Chennai – Indian Institute of Technology Madras (IIT-M) researchers have identified a specific microRNA (miRNAs) called ‘miR-155 that is over-expressed in tongue cancer. According to the researchers, miRNAs affect cancer growth by inhibiting or enhancing the functions of certain proteins.
Study lead researcher Devarajan Karunagaran, Head, Department of Biotechnology, IIT Madras, said in a statement: “MicroRNAs (miRNAs) are short non-coding RNAs containing 20–24 nucleotides that participate in virtually all biological pathways in animals. They have been found to play important roles in many cancers, in carcinogenesis (start of cancer), malignant transformation and metastasis the development of secondary cancer. The miRNAs associated with cancer are called ‘Oncomirs’.”
According to the researchers, many of the oncomirs affect cancer by suppressing the performance of tumour suppressing agents that can prevent growth and spread of cancer cells, although some oncomirs are also involved in preventing tumour growth itself. Another study researcher Shabir Zargar said: “While it has been long suspected that miR-155 downregulates Pdcd4, there have, hitherto, been no evidence for such interaction.” To this Karunagaran added: “Our study has shown that the restoration of Pdcd4 levels through molecular manipulation of miR-155 can lead to potential therapeutic developments for cancers, especially of tongue cancer.”

▶ _Data under study_

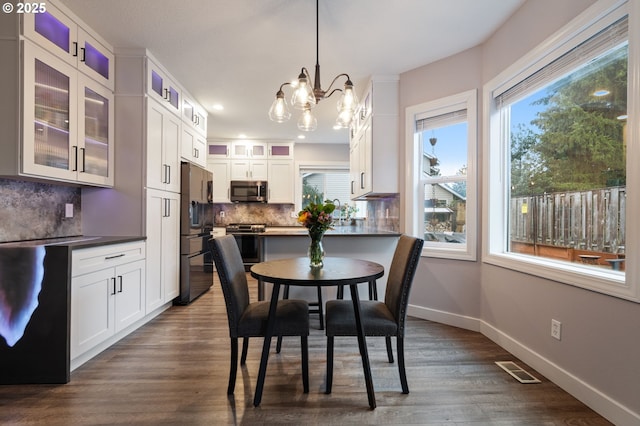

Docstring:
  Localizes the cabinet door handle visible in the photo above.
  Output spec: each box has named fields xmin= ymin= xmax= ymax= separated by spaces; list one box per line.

xmin=80 ymin=148 xmax=87 ymax=173
xmin=71 ymin=145 xmax=78 ymax=172
xmin=104 ymin=253 xmax=124 ymax=260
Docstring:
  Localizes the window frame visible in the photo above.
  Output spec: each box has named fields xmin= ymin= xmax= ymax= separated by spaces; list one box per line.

xmin=405 ymin=89 xmax=478 ymax=261
xmin=482 ymin=0 xmax=640 ymax=302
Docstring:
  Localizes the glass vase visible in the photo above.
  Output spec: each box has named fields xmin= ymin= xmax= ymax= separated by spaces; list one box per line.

xmin=308 ymin=232 xmax=324 ymax=268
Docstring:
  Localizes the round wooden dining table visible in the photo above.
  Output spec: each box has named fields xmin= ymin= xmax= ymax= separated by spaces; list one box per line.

xmin=251 ymin=257 xmax=384 ymax=409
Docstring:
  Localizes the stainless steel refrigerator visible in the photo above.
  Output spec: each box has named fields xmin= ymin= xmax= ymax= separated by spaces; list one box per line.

xmin=174 ymin=162 xmax=213 ymax=305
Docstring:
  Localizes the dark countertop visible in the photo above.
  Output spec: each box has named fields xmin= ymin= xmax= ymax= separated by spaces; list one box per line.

xmin=258 ymin=226 xmax=400 ymax=238
xmin=0 ymin=235 xmax=147 ymax=250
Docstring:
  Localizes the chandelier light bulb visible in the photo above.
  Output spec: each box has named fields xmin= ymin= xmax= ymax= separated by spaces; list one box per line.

xmin=291 ymin=70 xmax=316 ymax=110
xmin=269 ymin=90 xmax=291 ymax=123
xmin=298 ymin=105 xmax=318 ymax=132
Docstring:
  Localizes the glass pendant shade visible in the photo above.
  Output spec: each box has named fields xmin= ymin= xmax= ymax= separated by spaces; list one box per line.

xmin=298 ymin=106 xmax=318 ymax=132
xmin=269 ymin=90 xmax=291 ymax=123
xmin=337 ymin=80 xmax=358 ymax=115
xmin=335 ymin=110 xmax=353 ymax=129
xmin=291 ymin=73 xmax=316 ymax=110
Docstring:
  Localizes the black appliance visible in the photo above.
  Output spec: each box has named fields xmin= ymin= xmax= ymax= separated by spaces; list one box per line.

xmin=229 ymin=180 xmax=267 ymax=203
xmin=226 ymin=223 xmax=267 ymax=271
xmin=174 ymin=162 xmax=213 ymax=305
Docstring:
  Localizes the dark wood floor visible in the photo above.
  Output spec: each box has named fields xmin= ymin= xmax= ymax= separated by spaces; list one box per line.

xmin=0 ymin=274 xmax=610 ymax=425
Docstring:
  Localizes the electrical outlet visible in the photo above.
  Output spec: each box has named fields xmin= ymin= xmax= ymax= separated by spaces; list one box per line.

xmin=551 ymin=319 xmax=562 ymax=340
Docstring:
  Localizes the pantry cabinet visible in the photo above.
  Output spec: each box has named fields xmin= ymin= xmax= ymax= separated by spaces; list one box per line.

xmin=70 ymin=242 xmax=146 ymax=360
xmin=349 ymin=77 xmax=399 ymax=200
xmin=145 ymin=189 xmax=180 ymax=312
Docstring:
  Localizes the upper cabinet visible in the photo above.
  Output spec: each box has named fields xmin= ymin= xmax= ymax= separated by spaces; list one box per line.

xmin=349 ymin=76 xmax=400 ymax=200
xmin=147 ymin=58 xmax=182 ymax=115
xmin=22 ymin=2 xmax=114 ymax=90
xmin=180 ymin=91 xmax=207 ymax=168
xmin=0 ymin=3 xmax=114 ymax=186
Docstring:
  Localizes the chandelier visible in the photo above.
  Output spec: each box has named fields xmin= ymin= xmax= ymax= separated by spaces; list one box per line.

xmin=269 ymin=0 xmax=358 ymax=132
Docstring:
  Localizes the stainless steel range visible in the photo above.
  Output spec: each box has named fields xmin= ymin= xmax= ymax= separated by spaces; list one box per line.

xmin=226 ymin=223 xmax=267 ymax=271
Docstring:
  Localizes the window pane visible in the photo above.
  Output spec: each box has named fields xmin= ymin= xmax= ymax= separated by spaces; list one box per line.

xmin=504 ymin=43 xmax=628 ymax=269
xmin=422 ymin=121 xmax=468 ymax=177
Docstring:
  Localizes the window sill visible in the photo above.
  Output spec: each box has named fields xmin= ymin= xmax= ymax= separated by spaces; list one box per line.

xmin=483 ymin=253 xmax=640 ymax=303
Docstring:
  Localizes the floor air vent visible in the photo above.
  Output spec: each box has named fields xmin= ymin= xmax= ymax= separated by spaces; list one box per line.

xmin=496 ymin=361 xmax=540 ymax=383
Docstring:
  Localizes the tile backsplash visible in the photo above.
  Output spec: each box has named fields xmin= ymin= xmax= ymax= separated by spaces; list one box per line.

xmin=213 ymin=196 xmax=400 ymax=232
xmin=0 ymin=178 xmax=82 ymax=242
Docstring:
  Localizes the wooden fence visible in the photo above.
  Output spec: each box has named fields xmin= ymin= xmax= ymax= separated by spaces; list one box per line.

xmin=509 ymin=186 xmax=626 ymax=254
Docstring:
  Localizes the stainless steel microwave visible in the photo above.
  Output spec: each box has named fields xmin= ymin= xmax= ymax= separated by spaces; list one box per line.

xmin=229 ymin=180 xmax=267 ymax=203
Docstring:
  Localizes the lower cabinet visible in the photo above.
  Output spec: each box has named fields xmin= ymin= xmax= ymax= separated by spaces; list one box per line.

xmin=70 ymin=242 xmax=146 ymax=360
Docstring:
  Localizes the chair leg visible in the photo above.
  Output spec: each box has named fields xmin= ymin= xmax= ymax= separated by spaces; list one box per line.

xmin=227 ymin=337 xmax=238 ymax=395
xmin=318 ymin=286 xmax=324 ymax=330
xmin=396 ymin=336 xmax=409 ymax=393
xmin=276 ymin=285 xmax=289 ymax=354
xmin=369 ymin=280 xmax=378 ymax=300
xmin=385 ymin=336 xmax=400 ymax=364
xmin=240 ymin=337 xmax=249 ymax=365
xmin=324 ymin=336 xmax=333 ymax=394
xmin=300 ymin=336 xmax=309 ymax=393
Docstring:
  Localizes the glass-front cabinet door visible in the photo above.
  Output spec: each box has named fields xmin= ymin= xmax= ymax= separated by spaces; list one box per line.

xmin=77 ymin=75 xmax=114 ymax=185
xmin=23 ymin=3 xmax=115 ymax=90
xmin=22 ymin=41 xmax=78 ymax=180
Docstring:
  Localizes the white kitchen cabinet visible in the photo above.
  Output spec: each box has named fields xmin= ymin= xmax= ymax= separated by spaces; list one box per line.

xmin=231 ymin=159 xmax=268 ymax=180
xmin=146 ymin=99 xmax=181 ymax=192
xmin=349 ymin=77 xmax=399 ymax=200
xmin=145 ymin=189 xmax=180 ymax=312
xmin=180 ymin=121 xmax=207 ymax=168
xmin=146 ymin=57 xmax=182 ymax=116
xmin=267 ymin=159 xmax=295 ymax=204
xmin=14 ymin=41 xmax=114 ymax=186
xmin=20 ymin=1 xmax=115 ymax=91
xmin=207 ymin=160 xmax=231 ymax=203
xmin=70 ymin=242 xmax=146 ymax=360
xmin=231 ymin=141 xmax=267 ymax=160
xmin=207 ymin=140 xmax=231 ymax=161
xmin=267 ymin=142 xmax=294 ymax=160
xmin=0 ymin=2 xmax=114 ymax=186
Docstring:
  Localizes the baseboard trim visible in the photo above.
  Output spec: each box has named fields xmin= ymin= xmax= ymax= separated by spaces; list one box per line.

xmin=407 ymin=305 xmax=640 ymax=425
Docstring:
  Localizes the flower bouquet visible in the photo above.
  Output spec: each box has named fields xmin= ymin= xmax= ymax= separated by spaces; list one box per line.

xmin=298 ymin=200 xmax=336 ymax=268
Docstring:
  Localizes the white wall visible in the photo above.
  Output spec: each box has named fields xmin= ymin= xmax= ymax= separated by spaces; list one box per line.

xmin=400 ymin=0 xmax=640 ymax=424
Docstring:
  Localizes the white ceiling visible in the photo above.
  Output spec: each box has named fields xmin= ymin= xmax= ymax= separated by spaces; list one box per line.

xmin=62 ymin=0 xmax=524 ymax=143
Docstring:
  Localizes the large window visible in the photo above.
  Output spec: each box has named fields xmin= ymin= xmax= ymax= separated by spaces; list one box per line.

xmin=407 ymin=90 xmax=476 ymax=260
xmin=485 ymin=0 xmax=638 ymax=298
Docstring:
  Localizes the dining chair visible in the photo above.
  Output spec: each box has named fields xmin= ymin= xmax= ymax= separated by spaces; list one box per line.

xmin=325 ymin=235 xmax=424 ymax=393
xmin=209 ymin=235 xmax=309 ymax=395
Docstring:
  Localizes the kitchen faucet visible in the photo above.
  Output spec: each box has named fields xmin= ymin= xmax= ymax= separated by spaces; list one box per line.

xmin=331 ymin=198 xmax=342 ymax=226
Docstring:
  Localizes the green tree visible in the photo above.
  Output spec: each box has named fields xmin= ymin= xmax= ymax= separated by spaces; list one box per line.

xmin=511 ymin=46 xmax=628 ymax=195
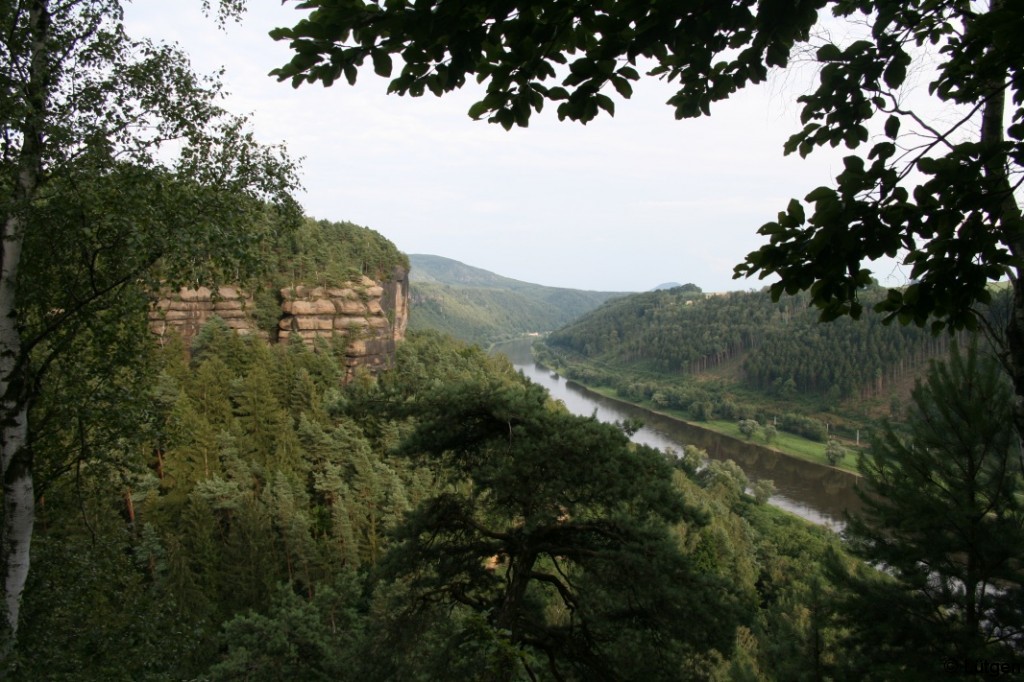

▶ _Problem requirements_
Answer from the tongue cancer text:
1. How many nucleotides do microRNAs contain, according to Karunagaran?
2. What are miRNAs associated with cancer called?
3. Which target has long been suspected to be downregulated by miR-155, according to Shabir Zargar?

▶ _Response to this exercise_
1. 20–24 nucleotides
2. Oncomirs
3. Pdcd4